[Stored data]
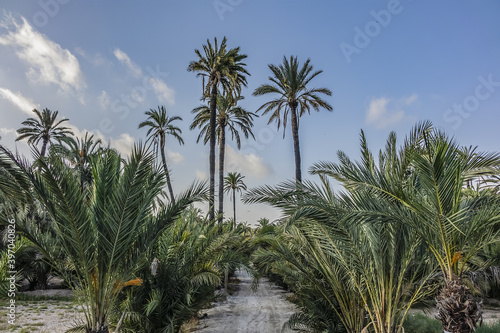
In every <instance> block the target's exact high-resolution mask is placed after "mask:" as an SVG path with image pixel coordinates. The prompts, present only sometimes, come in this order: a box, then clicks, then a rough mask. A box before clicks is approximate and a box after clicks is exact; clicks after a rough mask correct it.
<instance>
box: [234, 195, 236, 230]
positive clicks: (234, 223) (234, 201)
mask: <svg viewBox="0 0 500 333" xmlns="http://www.w3.org/2000/svg"><path fill="white" fill-rule="evenodd" d="M233 212H234V220H233V223H234V228H235V229H236V189H235V188H233Z"/></svg>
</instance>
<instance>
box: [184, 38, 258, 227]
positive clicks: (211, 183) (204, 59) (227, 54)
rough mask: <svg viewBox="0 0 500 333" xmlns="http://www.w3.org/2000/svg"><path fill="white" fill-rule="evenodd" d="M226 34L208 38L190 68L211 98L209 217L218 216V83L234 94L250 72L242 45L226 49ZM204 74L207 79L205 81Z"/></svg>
mask: <svg viewBox="0 0 500 333" xmlns="http://www.w3.org/2000/svg"><path fill="white" fill-rule="evenodd" d="M226 42H227V40H226V37H224V39H223V40H222V43H221V44H220V46H219V44H218V43H217V38H214V45H213V46H212V44H211V43H210V40H208V39H207V45H203V51H204V53H205V54H204V55H202V54H201V52H200V51H199V50H197V49H195V51H194V52H195V53H196V55H197V56H198V60H197V61H191V62H190V63H189V66H188V71H190V72H197V76H201V77H202V78H203V99H206V98H210V104H209V105H210V127H209V128H210V136H209V141H210V154H209V165H210V188H209V193H210V194H209V206H210V210H209V218H210V219H211V220H212V219H214V217H215V210H214V203H215V201H214V196H215V127H216V124H215V123H216V104H217V93H218V92H217V89H218V87H219V86H221V87H222V89H223V90H224V91H226V92H231V94H234V96H235V97H236V96H238V95H240V93H241V86H242V85H243V86H246V85H247V80H246V76H245V75H250V74H249V73H248V72H247V70H246V69H245V66H246V64H245V63H243V62H242V60H243V59H245V58H246V57H247V56H246V54H240V48H239V47H236V48H233V49H230V50H227V45H226ZM205 78H206V79H207V83H206V84H205Z"/></svg>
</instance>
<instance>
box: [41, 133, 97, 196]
mask: <svg viewBox="0 0 500 333" xmlns="http://www.w3.org/2000/svg"><path fill="white" fill-rule="evenodd" d="M62 142H64V143H65V144H66V145H64V144H62ZM101 144H102V141H101V139H97V140H95V138H94V135H91V134H90V133H89V132H86V133H85V136H84V137H83V138H73V137H72V136H68V137H66V138H63V139H61V143H58V144H54V145H52V146H51V147H50V154H53V153H54V154H56V155H59V156H61V157H63V158H64V159H65V160H67V161H68V162H69V164H70V165H71V166H72V167H73V169H74V170H75V171H76V173H77V176H78V178H80V187H81V189H83V188H84V186H85V185H89V184H90V183H91V182H92V169H91V158H92V157H96V156H97V155H98V154H99V152H100V149H101Z"/></svg>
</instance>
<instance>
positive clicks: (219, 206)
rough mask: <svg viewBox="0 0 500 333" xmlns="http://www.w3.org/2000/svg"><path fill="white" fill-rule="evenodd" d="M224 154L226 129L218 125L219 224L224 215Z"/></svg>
mask: <svg viewBox="0 0 500 333" xmlns="http://www.w3.org/2000/svg"><path fill="white" fill-rule="evenodd" d="M225 153H226V127H225V125H224V124H221V125H220V138H219V214H220V217H219V222H220V223H222V219H223V217H224V216H223V215H224V155H225Z"/></svg>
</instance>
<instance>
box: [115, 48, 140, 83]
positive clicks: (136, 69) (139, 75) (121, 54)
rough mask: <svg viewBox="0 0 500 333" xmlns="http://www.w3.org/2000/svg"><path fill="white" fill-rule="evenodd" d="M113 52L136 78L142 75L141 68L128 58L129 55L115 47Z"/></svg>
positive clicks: (129, 57)
mask: <svg viewBox="0 0 500 333" xmlns="http://www.w3.org/2000/svg"><path fill="white" fill-rule="evenodd" d="M113 54H114V55H115V57H116V59H118V60H119V61H120V62H121V63H122V64H124V65H125V66H126V67H127V68H128V69H129V70H130V72H132V75H134V76H135V77H136V78H140V77H141V76H142V70H141V68H140V67H139V66H137V65H136V64H135V63H133V62H132V60H130V57H129V56H128V55H127V54H126V53H125V52H123V51H122V50H120V49H118V48H117V49H115V51H114V52H113Z"/></svg>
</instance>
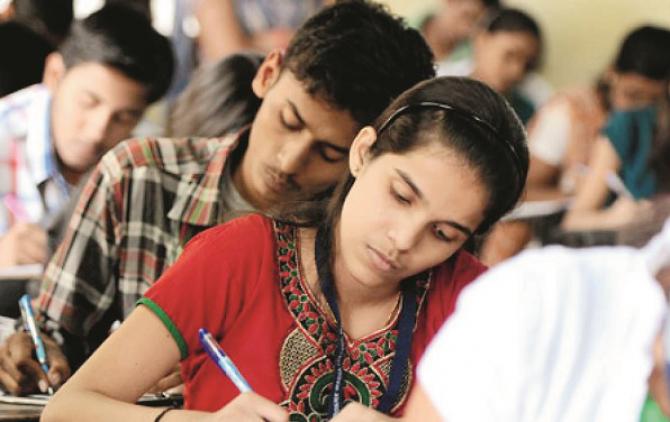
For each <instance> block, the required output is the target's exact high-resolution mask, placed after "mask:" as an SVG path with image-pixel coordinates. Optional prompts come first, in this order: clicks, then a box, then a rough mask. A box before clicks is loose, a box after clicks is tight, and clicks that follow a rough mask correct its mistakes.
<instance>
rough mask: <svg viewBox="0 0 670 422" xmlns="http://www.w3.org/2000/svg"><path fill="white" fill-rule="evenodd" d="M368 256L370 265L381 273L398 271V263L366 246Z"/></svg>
mask: <svg viewBox="0 0 670 422" xmlns="http://www.w3.org/2000/svg"><path fill="white" fill-rule="evenodd" d="M367 250H368V255H369V257H370V261H371V262H372V265H373V266H374V267H375V268H377V269H378V270H379V271H381V272H394V271H396V270H397V269H398V267H399V265H398V262H396V261H395V260H393V259H391V258H389V257H388V255H385V254H383V253H381V252H379V251H378V250H376V249H375V248H373V247H371V246H368V247H367Z"/></svg>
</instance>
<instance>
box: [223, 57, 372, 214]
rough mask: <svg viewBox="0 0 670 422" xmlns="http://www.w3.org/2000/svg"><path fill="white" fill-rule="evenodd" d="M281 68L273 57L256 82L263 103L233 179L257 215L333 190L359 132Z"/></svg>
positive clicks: (324, 101) (258, 74)
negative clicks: (349, 150) (290, 198)
mask: <svg viewBox="0 0 670 422" xmlns="http://www.w3.org/2000/svg"><path fill="white" fill-rule="evenodd" d="M280 64H281V55H280V54H279V53H278V52H273V53H271V54H270V55H269V56H268V58H267V59H266V60H265V62H264V63H263V65H261V68H260V69H259V70H258V73H257V75H256V78H255V79H254V82H253V85H252V86H253V89H254V92H255V93H256V95H258V96H259V97H261V98H262V99H263V102H262V103H261V107H260V109H259V110H258V113H257V114H256V118H255V119H254V122H253V124H252V127H251V132H250V133H249V145H248V147H247V150H246V152H245V154H244V157H243V158H242V162H241V163H240V165H239V167H238V168H237V169H236V171H235V174H234V176H233V179H234V182H235V185H236V186H237V188H238V189H239V190H240V193H241V194H242V196H243V197H244V198H245V199H246V200H247V201H249V202H250V203H251V204H252V205H254V206H255V207H257V208H258V209H261V210H263V209H268V208H269V207H271V206H273V205H276V204H277V203H278V202H280V201H281V200H282V199H286V198H287V196H293V195H296V194H300V195H314V194H317V193H319V192H322V191H324V190H326V189H327V188H329V187H331V186H332V185H334V184H335V183H336V182H337V181H338V180H339V178H340V177H341V176H342V174H343V172H344V171H345V169H346V168H347V156H348V151H349V146H350V145H351V142H352V140H353V138H354V136H355V135H356V132H357V130H358V129H359V127H360V125H359V124H358V123H357V122H356V121H355V120H354V118H353V117H352V116H351V114H350V113H349V112H348V111H344V110H340V109H336V108H334V107H333V106H332V105H331V104H330V103H329V102H327V101H325V100H323V99H321V98H319V97H315V96H312V95H310V94H309V93H308V92H307V91H306V90H305V88H304V86H303V84H302V83H301V82H300V81H298V80H297V79H296V78H295V77H294V76H293V74H292V72H291V71H289V70H283V71H281V69H280Z"/></svg>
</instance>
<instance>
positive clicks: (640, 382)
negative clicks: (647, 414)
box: [338, 220, 670, 422]
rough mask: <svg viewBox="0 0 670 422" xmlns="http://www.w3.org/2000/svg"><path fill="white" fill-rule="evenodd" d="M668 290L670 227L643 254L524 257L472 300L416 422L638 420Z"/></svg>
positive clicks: (464, 314) (439, 340)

◆ REQUIRED WORK:
Rewrite the part that opens with the line containing "290L670 227L643 254L524" and closes at the end of the entries, changing "rough mask" to "coarse mask" and leaving everything else unchanged.

◆ PROBLEM SOLUTION:
coarse mask: <svg viewBox="0 0 670 422" xmlns="http://www.w3.org/2000/svg"><path fill="white" fill-rule="evenodd" d="M668 290L670 227L643 254L524 257L472 300L416 422L638 420Z"/></svg>
positive clicks: (464, 314) (439, 340)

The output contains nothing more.